Items stored from a collection
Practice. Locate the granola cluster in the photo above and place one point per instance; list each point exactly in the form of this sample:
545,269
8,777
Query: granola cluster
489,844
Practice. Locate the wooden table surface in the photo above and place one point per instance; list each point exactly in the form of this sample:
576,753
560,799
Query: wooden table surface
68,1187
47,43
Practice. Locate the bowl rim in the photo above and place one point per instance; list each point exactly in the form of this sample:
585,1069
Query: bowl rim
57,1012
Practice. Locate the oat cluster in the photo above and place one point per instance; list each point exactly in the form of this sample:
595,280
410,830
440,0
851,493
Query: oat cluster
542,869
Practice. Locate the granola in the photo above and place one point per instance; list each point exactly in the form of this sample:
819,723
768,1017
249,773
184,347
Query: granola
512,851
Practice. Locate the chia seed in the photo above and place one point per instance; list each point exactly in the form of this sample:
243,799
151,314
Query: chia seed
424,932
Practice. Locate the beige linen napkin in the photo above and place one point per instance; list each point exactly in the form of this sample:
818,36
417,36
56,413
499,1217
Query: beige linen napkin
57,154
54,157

● Work to do
Reproduce all of the lines above word for word, with no changes.

● Finished answer
Practice. Locate the granola cluster in the photo above and place one point per instance; list each point exactly in the form of this sample:
545,269
8,777
Query: granola cluster
489,844
Practice. Locate the wooden table surface in the photo above and place one point per instance; list each point exactly in the form of this sample:
576,753
560,799
Query: wooden table surface
68,1187
47,43
Practice. Locate the bowl rim in the photo above and place one point per instance; list each point exactly in the form of this sample:
585,1069
Query: bowl rim
57,1012
Practice. Locate the oat cluster in the photo above and place one point per instance; list each point exactly in the form of this sample:
595,280
410,830
440,0
851,493
Query: oat cluster
542,869
Practice. Locate the granola in the photo above and place one point per instance; list each point exactly in the form of this sample:
819,723
768,1017
249,773
184,347
Query: granola
512,851
Practice. Locate the chia seed in the photo above and place one point per instance; list each point exactly in the form of this sample:
243,799
151,314
Query: chia seed
424,932
Practice. Locate the beige linen napkin in the photo above and place one point per instance; list each point exactly in the form of this sample:
818,36
417,36
56,413
499,1217
Query: beige linen napkin
57,154
54,157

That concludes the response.